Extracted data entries
- - - -

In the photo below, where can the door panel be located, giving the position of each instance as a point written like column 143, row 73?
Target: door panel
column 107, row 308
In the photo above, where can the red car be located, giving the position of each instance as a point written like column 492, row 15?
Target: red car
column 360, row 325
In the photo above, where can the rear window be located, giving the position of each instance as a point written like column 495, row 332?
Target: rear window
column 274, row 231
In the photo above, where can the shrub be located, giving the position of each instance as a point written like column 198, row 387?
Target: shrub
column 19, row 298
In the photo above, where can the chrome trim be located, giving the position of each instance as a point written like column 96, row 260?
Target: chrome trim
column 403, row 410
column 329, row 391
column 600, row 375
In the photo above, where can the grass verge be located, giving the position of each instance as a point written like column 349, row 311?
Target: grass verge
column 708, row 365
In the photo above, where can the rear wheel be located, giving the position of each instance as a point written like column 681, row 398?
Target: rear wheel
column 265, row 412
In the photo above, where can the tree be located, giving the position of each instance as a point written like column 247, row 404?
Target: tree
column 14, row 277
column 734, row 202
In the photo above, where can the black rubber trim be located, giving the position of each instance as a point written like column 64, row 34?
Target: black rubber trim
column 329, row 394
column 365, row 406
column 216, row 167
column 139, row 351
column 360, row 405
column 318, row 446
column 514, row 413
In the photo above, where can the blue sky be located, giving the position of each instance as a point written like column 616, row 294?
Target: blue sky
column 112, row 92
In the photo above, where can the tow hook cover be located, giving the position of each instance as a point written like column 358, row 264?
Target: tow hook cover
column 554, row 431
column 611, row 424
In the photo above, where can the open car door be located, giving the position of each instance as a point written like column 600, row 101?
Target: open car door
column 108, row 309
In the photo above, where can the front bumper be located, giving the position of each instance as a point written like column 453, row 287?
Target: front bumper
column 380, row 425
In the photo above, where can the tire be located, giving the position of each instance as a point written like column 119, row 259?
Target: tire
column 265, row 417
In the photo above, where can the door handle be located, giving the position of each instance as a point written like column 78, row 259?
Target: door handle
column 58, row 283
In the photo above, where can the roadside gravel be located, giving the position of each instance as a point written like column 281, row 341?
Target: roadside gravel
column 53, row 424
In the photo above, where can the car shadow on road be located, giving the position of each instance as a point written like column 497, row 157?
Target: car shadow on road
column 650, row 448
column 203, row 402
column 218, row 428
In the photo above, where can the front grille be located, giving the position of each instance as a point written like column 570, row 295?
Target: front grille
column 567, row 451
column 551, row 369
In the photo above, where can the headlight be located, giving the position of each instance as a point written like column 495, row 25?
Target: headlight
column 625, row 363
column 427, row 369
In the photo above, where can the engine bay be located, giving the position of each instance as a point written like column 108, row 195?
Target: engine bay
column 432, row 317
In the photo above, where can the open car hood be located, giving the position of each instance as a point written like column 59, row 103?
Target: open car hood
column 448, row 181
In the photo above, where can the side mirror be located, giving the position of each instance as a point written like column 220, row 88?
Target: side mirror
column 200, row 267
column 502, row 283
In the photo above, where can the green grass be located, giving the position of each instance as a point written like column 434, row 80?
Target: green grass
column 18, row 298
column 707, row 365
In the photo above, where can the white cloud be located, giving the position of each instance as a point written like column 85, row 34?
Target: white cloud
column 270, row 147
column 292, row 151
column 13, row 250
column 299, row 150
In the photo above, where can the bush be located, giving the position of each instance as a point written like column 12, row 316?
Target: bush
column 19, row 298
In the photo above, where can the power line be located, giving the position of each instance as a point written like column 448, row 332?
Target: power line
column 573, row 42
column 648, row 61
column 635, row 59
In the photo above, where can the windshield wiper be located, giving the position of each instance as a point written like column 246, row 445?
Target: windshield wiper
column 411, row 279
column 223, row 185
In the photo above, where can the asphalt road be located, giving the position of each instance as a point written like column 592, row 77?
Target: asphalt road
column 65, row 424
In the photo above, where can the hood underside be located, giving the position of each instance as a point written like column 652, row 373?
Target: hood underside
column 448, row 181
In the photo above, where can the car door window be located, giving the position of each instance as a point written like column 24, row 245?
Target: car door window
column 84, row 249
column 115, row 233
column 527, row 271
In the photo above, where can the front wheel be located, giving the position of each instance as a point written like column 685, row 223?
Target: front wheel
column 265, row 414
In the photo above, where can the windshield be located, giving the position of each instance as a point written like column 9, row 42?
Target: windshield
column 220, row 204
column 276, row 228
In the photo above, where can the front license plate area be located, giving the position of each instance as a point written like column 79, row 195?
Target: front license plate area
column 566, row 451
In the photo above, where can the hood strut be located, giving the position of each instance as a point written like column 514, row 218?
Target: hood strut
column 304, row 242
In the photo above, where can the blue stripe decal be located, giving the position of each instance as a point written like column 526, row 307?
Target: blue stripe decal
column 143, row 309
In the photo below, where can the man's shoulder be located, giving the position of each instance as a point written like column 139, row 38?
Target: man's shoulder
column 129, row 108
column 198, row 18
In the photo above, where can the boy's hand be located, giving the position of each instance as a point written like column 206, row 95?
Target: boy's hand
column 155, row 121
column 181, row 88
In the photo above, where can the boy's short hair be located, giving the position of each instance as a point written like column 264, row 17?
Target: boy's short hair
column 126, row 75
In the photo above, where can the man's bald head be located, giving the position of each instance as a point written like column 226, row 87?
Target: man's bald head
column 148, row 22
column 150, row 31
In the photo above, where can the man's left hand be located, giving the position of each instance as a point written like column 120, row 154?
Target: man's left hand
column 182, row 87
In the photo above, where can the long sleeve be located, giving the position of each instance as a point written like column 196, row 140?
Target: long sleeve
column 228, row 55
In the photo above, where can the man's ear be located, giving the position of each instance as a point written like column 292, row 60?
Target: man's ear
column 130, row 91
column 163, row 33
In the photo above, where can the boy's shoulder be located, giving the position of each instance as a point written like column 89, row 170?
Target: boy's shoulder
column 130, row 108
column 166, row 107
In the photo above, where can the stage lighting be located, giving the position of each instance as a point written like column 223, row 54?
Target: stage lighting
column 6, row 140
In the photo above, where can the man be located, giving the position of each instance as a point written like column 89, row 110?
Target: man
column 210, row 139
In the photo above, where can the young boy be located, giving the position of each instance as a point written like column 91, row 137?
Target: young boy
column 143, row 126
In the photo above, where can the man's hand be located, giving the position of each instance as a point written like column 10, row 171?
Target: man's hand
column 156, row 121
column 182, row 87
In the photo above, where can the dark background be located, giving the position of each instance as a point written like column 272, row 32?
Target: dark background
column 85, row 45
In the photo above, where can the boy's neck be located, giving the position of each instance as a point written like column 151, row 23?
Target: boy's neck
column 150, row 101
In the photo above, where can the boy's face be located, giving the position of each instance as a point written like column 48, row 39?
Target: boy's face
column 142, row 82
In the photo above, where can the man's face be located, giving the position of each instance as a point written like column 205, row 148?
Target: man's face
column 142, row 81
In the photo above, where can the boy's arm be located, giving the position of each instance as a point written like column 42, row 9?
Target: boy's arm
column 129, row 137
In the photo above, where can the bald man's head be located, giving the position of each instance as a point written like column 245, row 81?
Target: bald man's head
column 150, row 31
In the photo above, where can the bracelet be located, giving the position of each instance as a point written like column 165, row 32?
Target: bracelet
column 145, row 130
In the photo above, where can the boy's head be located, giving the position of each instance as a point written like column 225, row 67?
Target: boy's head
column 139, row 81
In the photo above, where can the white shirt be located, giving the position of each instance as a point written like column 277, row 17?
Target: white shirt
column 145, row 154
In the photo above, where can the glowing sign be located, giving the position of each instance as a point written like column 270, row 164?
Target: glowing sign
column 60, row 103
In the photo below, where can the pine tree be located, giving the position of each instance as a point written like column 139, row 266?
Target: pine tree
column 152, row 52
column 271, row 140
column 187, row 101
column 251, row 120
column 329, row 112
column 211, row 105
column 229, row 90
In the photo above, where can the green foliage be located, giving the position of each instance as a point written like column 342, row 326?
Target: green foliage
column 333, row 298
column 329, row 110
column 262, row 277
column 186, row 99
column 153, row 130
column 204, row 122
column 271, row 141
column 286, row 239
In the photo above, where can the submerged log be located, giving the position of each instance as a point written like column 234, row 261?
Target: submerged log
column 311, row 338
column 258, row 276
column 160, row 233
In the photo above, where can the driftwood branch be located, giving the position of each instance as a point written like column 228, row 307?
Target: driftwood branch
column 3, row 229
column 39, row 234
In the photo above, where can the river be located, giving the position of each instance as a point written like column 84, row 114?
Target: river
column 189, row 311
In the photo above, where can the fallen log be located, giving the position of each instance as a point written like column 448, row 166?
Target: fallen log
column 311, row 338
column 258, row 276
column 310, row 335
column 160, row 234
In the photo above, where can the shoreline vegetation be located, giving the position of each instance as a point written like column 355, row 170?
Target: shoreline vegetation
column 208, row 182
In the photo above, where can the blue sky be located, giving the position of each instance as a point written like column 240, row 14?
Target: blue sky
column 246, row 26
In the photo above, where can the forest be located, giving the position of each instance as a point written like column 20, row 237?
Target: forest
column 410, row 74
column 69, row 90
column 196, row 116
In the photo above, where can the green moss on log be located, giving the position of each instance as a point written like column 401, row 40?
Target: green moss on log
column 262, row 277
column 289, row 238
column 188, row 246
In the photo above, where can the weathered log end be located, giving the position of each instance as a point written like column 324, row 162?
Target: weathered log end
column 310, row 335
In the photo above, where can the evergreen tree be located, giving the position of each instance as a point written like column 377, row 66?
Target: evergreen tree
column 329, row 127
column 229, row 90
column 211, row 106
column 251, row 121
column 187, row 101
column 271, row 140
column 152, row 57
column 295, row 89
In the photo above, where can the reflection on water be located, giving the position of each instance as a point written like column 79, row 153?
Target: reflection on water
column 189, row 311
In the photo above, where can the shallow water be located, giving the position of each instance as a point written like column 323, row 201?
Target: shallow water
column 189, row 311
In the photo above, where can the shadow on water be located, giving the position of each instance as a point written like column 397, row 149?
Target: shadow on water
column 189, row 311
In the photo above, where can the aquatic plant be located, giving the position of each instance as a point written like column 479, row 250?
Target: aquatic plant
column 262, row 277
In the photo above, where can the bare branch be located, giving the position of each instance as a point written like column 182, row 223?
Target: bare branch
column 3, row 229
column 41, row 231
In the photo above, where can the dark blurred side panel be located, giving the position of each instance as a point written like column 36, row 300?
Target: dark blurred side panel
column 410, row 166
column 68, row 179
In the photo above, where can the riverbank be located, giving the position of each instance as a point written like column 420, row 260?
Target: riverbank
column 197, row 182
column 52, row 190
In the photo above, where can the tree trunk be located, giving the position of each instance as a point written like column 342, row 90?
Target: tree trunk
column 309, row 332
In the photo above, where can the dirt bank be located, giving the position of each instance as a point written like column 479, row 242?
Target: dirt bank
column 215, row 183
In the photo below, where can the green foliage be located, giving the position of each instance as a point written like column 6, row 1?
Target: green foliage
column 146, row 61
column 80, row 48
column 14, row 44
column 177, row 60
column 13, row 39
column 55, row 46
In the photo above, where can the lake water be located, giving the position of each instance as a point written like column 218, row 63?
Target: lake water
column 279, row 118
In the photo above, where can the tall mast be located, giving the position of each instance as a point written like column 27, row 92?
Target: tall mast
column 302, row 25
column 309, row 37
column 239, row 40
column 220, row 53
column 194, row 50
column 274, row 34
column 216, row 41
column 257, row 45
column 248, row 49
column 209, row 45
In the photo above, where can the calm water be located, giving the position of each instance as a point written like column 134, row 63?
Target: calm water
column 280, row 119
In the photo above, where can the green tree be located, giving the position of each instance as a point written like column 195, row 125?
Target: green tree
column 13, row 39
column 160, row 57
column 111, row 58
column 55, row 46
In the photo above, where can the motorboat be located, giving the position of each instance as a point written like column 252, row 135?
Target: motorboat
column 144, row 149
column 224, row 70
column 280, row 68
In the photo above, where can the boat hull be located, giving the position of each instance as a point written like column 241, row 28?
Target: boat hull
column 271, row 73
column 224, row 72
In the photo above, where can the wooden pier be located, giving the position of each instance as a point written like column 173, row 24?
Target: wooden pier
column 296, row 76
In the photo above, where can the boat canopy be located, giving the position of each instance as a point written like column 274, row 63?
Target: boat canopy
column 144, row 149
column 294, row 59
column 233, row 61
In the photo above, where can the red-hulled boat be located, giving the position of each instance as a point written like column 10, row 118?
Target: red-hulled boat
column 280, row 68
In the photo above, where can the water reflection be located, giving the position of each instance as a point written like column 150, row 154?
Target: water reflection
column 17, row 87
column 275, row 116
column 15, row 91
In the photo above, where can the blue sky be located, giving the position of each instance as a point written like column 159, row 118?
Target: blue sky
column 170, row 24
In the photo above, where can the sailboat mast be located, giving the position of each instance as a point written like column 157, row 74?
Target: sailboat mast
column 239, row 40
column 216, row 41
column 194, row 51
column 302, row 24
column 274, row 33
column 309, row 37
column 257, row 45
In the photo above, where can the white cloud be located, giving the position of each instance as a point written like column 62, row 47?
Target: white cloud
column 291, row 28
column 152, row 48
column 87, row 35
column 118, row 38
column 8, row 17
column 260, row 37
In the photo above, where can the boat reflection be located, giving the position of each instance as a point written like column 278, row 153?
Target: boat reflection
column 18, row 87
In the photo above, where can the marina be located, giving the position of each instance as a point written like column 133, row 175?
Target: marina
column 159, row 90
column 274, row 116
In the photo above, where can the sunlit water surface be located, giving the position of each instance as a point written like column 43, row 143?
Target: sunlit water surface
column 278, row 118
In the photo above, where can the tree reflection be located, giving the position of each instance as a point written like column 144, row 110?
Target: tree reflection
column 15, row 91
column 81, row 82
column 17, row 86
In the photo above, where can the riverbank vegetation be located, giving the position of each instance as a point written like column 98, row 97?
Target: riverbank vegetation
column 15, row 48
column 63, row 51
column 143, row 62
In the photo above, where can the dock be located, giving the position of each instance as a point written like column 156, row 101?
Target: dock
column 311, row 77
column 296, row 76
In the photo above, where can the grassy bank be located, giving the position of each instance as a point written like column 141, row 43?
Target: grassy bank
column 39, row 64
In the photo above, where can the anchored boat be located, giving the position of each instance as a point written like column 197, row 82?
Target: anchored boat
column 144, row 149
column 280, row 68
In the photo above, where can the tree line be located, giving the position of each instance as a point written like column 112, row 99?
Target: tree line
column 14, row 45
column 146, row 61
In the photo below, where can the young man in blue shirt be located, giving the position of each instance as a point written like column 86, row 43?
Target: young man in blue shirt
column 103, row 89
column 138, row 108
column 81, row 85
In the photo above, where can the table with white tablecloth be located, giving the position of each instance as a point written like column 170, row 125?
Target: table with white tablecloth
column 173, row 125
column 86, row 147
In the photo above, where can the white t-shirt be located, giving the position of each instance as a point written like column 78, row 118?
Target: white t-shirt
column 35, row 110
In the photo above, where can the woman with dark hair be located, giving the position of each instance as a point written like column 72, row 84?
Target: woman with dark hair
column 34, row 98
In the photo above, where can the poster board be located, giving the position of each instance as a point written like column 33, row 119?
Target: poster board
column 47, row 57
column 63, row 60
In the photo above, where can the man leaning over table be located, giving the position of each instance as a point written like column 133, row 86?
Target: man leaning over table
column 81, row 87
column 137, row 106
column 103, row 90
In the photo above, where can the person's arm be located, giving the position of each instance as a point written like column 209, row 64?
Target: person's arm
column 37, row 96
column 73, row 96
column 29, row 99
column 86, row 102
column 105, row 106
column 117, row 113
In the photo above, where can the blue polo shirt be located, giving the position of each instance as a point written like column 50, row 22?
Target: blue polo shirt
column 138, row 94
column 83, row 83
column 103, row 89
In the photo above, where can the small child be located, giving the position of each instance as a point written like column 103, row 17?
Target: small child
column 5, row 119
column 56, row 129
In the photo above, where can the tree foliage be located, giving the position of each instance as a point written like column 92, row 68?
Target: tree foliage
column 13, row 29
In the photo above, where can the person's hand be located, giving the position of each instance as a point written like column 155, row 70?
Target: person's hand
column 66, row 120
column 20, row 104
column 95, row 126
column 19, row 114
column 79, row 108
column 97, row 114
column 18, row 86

- - - -

▶ Goal: Pull out the lines from the one containing "In the photo above, where can the man be" through the one containing "column 142, row 81", including both, and copy them out word for word.

▶ The completed task:
In the photo above, where can the man be located, giving the position of each instance as a point written like column 89, row 110?
Target: man
column 210, row 139
In the photo above, where can the young boy be located, giving the position of each instance as a point written like column 91, row 137?
Target: young boy
column 143, row 126
In the photo above, where can the man's hand be located, giving the position of each instance as a point written like column 10, row 171?
Target: man's hand
column 156, row 121
column 182, row 87
In the photo above, where can the dark background be located, giving the position of each instance as a point written like column 272, row 32?
Target: dark background
column 85, row 45
In the photo above, where can the boy's neck be located, giving the position of each instance as a point written like column 151, row 23?
Target: boy's neck
column 150, row 101
In the photo above, where can the boy's face be located, giving the position of each instance as a point written like column 48, row 39?
Target: boy's face
column 142, row 82
In the photo above, where can the man's face be located, giving the position of each instance as a point written like column 205, row 148?
Target: man's face
column 142, row 81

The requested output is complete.